DATA SECTION:

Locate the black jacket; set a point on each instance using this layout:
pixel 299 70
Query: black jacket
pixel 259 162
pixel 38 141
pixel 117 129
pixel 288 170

DESCRIPTION OF THE TASK:
Reproduce the whole listing verbatim.

COMPLETED EXERCISE:
Locate the black jacket; set a point on each instance using this layout:
pixel 299 70
Query: black jacket
pixel 259 162
pixel 38 141
pixel 117 129
pixel 288 170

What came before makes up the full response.